→ **Aim**
Please update the items below by replacing each "Mark the region of every instance of" with "Outline each area showing", and give them back with everything else unchanged.
* BEGIN Data for processing *
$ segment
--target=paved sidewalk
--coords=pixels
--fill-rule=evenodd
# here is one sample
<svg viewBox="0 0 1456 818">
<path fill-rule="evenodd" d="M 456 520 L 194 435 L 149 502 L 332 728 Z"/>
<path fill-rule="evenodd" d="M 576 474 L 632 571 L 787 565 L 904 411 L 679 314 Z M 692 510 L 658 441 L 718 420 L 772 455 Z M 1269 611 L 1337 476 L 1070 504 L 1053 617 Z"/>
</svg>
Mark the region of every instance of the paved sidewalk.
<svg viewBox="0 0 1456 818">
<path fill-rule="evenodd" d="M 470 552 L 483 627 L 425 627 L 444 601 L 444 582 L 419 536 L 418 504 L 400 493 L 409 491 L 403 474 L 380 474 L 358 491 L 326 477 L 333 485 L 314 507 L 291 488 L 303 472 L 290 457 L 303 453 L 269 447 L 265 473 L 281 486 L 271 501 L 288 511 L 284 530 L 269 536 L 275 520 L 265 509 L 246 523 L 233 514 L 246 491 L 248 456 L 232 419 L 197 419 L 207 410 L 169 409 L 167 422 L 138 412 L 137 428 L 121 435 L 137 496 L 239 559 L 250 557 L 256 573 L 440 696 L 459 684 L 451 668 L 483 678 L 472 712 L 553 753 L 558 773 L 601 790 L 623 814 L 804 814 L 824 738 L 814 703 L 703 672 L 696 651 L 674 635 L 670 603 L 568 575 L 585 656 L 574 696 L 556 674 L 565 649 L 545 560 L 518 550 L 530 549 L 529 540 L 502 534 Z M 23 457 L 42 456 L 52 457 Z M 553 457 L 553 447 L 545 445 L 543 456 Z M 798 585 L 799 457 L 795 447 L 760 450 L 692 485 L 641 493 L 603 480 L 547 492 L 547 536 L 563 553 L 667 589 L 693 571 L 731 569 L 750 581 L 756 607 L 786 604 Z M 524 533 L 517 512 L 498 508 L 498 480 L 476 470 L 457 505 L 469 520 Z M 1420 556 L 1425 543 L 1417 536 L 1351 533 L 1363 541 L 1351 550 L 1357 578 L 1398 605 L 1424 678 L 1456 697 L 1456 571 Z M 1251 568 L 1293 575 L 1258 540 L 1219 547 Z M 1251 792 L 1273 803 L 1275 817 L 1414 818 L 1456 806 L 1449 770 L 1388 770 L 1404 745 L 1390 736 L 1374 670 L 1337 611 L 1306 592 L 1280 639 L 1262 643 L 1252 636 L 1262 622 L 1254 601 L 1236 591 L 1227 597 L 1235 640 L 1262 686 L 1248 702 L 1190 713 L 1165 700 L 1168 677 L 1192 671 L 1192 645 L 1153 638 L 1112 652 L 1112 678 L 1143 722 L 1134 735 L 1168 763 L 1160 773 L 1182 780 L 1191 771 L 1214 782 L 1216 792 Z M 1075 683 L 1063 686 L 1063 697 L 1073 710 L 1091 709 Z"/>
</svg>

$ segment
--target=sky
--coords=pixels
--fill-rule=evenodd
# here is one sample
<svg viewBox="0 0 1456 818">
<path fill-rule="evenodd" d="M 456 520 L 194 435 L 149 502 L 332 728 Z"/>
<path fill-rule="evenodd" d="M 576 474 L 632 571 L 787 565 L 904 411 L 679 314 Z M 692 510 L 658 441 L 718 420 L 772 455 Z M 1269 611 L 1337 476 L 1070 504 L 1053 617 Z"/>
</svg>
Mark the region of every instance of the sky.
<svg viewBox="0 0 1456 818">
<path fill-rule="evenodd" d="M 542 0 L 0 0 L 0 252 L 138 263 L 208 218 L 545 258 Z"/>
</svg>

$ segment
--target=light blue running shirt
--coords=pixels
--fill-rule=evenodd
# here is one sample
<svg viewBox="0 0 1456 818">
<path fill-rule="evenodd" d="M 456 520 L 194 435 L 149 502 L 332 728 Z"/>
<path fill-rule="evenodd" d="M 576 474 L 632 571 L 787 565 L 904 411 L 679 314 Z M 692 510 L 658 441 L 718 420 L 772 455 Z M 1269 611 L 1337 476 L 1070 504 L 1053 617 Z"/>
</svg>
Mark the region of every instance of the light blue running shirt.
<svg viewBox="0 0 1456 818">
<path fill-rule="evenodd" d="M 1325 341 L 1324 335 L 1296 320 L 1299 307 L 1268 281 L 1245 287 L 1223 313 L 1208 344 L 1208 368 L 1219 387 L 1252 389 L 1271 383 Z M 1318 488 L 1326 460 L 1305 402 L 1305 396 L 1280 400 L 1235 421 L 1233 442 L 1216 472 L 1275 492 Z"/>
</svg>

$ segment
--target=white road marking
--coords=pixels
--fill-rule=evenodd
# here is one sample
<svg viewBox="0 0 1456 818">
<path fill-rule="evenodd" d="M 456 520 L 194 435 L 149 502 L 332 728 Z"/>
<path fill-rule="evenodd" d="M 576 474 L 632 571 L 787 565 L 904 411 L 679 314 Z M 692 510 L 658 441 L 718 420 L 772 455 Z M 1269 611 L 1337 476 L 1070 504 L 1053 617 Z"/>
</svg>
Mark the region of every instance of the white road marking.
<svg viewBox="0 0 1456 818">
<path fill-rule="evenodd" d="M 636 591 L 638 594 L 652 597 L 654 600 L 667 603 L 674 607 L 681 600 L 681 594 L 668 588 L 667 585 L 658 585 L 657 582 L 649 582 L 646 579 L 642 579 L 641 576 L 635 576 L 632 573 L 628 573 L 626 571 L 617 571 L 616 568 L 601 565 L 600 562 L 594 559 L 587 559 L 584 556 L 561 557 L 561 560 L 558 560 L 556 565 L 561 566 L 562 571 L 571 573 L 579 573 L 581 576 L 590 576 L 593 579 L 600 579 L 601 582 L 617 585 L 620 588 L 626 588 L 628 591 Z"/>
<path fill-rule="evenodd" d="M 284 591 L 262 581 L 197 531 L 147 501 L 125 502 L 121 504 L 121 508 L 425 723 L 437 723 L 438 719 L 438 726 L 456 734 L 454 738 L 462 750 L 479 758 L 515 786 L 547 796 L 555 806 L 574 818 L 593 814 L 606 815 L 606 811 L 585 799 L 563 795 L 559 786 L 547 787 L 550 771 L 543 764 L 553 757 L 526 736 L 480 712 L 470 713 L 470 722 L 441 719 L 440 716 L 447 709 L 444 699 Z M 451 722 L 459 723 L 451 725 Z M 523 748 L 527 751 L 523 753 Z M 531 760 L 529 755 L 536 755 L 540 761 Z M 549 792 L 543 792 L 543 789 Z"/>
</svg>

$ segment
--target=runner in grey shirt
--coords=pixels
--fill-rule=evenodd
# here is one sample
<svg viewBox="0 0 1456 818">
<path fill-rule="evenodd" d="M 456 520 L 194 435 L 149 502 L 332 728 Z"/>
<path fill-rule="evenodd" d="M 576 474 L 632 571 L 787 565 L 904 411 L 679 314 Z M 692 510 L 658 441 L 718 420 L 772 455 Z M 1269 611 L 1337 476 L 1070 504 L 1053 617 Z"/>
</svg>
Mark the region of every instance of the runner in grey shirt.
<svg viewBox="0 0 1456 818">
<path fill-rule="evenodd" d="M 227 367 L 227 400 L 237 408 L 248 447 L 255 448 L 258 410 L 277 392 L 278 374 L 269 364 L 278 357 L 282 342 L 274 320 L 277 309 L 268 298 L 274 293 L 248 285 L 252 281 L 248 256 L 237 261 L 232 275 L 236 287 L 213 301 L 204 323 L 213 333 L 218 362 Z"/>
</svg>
* END Data for processing *
→ **Solution for this task**
$ segment
--target=paved sidewalk
--coords=pixels
--fill-rule=evenodd
# here is one sample
<svg viewBox="0 0 1456 818">
<path fill-rule="evenodd" d="M 456 520 L 194 435 L 149 502 L 332 728 Z"/>
<path fill-rule="evenodd" d="M 576 474 L 632 571 L 787 565 L 904 411 L 679 314 Z M 692 510 L 658 441 L 718 420 L 772 455 Z M 1269 611 L 1337 476 L 1070 504 L 1053 617 Z"/>
</svg>
Outline each area showing the paved sidewalk.
<svg viewBox="0 0 1456 818">
<path fill-rule="evenodd" d="M 470 552 L 483 627 L 425 627 L 444 601 L 444 582 L 419 536 L 418 504 L 400 493 L 409 491 L 403 474 L 380 474 L 358 491 L 326 477 L 333 485 L 314 507 L 291 488 L 303 472 L 290 457 L 303 453 L 269 447 L 265 473 L 281 486 L 271 501 L 288 511 L 284 530 L 269 536 L 275 520 L 265 509 L 246 523 L 233 514 L 246 491 L 248 456 L 232 419 L 197 419 L 207 410 L 169 409 L 167 422 L 138 412 L 137 428 L 121 435 L 137 496 L 239 559 L 250 557 L 256 573 L 440 696 L 459 684 L 451 668 L 483 678 L 472 712 L 553 753 L 558 773 L 601 790 L 623 814 L 804 814 L 824 738 L 814 703 L 703 672 L 696 651 L 674 635 L 670 603 L 568 575 L 585 656 L 574 696 L 556 674 L 565 649 L 545 560 L 518 550 L 530 549 L 529 540 L 502 534 Z M 23 457 L 42 456 L 52 457 Z M 553 457 L 553 447 L 545 445 L 543 456 Z M 798 585 L 799 457 L 795 447 L 760 450 L 692 485 L 641 493 L 603 480 L 547 492 L 547 536 L 563 553 L 667 589 L 693 571 L 731 569 L 750 581 L 756 607 L 786 604 Z M 524 533 L 517 512 L 498 508 L 498 480 L 476 470 L 457 505 L 469 520 Z M 1420 556 L 1425 543 L 1417 536 L 1351 533 L 1363 541 L 1351 550 L 1357 578 L 1398 605 L 1424 678 L 1456 697 L 1456 571 Z M 1251 568 L 1293 575 L 1258 540 L 1219 547 Z M 1251 792 L 1273 803 L 1275 817 L 1414 818 L 1456 806 L 1449 770 L 1388 770 L 1404 745 L 1390 736 L 1374 670 L 1337 611 L 1306 592 L 1280 639 L 1262 643 L 1252 636 L 1262 622 L 1254 601 L 1236 591 L 1227 597 L 1235 640 L 1262 686 L 1248 702 L 1190 713 L 1165 700 L 1168 677 L 1192 671 L 1192 645 L 1153 638 L 1112 652 L 1112 678 L 1143 722 L 1134 735 L 1168 763 L 1160 773 L 1182 780 L 1191 771 L 1214 782 L 1216 792 Z M 1075 683 L 1063 686 L 1063 697 L 1073 710 L 1091 709 Z"/>
</svg>

$ segment
--target=sky
--coords=pixels
--fill-rule=evenodd
# here is one sample
<svg viewBox="0 0 1456 818">
<path fill-rule="evenodd" d="M 456 520 L 194 435 L 149 502 L 332 728 Z"/>
<path fill-rule="evenodd" d="M 576 474 L 632 571 L 787 565 L 904 411 L 679 314 Z M 692 510 L 658 441 L 718 420 L 772 455 Z M 1269 611 L 1337 476 L 1070 504 L 1053 617 Z"/>
</svg>
Outline each area showing the sky.
<svg viewBox="0 0 1456 818">
<path fill-rule="evenodd" d="M 542 0 L 0 0 L 0 252 L 138 263 L 208 218 L 545 258 Z"/>
</svg>

$ segment
--target=light blue running shirt
--coords=pixels
--fill-rule=evenodd
# here is one sample
<svg viewBox="0 0 1456 818">
<path fill-rule="evenodd" d="M 456 520 L 194 435 L 149 502 L 332 728 Z"/>
<path fill-rule="evenodd" d="M 576 474 L 632 571 L 787 565 L 904 411 L 679 314 Z M 692 510 L 658 441 L 718 420 L 772 455 Z M 1269 611 L 1337 476 L 1070 504 L 1053 617 Z"/>
</svg>
Outline each area showing the light blue running shirt.
<svg viewBox="0 0 1456 818">
<path fill-rule="evenodd" d="M 1325 341 L 1324 335 L 1296 320 L 1299 307 L 1268 281 L 1245 287 L 1223 313 L 1208 344 L 1208 368 L 1219 387 L 1252 389 L 1271 383 Z M 1318 488 L 1326 460 L 1305 402 L 1305 396 L 1280 400 L 1235 421 L 1233 442 L 1216 472 L 1275 492 Z"/>
</svg>

$ segment
--target=white road marking
--coords=pixels
--fill-rule=evenodd
# here is one sample
<svg viewBox="0 0 1456 818">
<path fill-rule="evenodd" d="M 456 520 L 194 435 L 149 502 L 332 728 Z"/>
<path fill-rule="evenodd" d="M 576 474 L 632 571 L 787 565 L 904 411 L 679 314 Z M 692 510 L 658 441 L 718 420 L 772 455 Z M 1269 611 L 1337 476 L 1070 504 L 1053 617 Z"/>
</svg>
Outline each area showing the white road marking.
<svg viewBox="0 0 1456 818">
<path fill-rule="evenodd" d="M 636 591 L 638 594 L 652 597 L 654 600 L 667 603 L 674 607 L 681 600 L 681 594 L 668 588 L 667 585 L 658 585 L 657 582 L 649 582 L 646 579 L 642 579 L 641 576 L 635 576 L 632 573 L 628 573 L 626 571 L 617 571 L 616 568 L 601 565 L 600 562 L 594 559 L 587 559 L 584 556 L 561 557 L 561 560 L 558 560 L 556 565 L 561 566 L 562 571 L 571 573 L 579 573 L 581 576 L 590 576 L 593 579 L 600 579 L 601 582 L 617 585 L 620 588 L 626 588 L 628 591 Z"/>
<path fill-rule="evenodd" d="M 284 591 L 262 581 L 197 531 L 147 501 L 125 502 L 121 504 L 121 508 L 425 723 L 437 723 L 438 719 L 438 726 L 456 734 L 454 738 L 462 750 L 479 758 L 515 786 L 547 796 L 555 806 L 574 818 L 593 814 L 606 815 L 606 811 L 585 799 L 563 795 L 559 786 L 547 787 L 550 771 L 543 764 L 553 757 L 526 736 L 480 712 L 470 713 L 470 722 L 441 719 L 440 716 L 447 709 L 444 699 Z M 451 722 L 459 723 L 451 725 Z M 523 748 L 527 751 L 523 753 Z M 531 760 L 529 755 L 536 755 L 540 761 Z M 549 792 L 543 792 L 543 789 Z"/>
</svg>

$ segment
--target=runner in grey shirt
--coords=pixels
--fill-rule=evenodd
# here is one sample
<svg viewBox="0 0 1456 818">
<path fill-rule="evenodd" d="M 456 520 L 194 435 L 149 502 L 332 728 Z"/>
<path fill-rule="evenodd" d="M 576 474 L 632 571 L 787 565 L 904 411 L 679 314 Z M 692 510 L 658 441 L 718 420 L 772 455 Z M 1269 611 L 1337 476 L 1070 504 L 1053 617 Z"/>
</svg>
Outline each area showing the runner in grey shirt.
<svg viewBox="0 0 1456 818">
<path fill-rule="evenodd" d="M 227 367 L 227 400 L 237 408 L 248 447 L 255 448 L 258 410 L 277 392 L 278 374 L 269 364 L 278 357 L 282 342 L 274 320 L 277 309 L 268 298 L 274 293 L 248 285 L 252 281 L 248 256 L 237 261 L 232 275 L 236 287 L 213 301 L 204 323 L 213 333 L 218 362 Z"/>
</svg>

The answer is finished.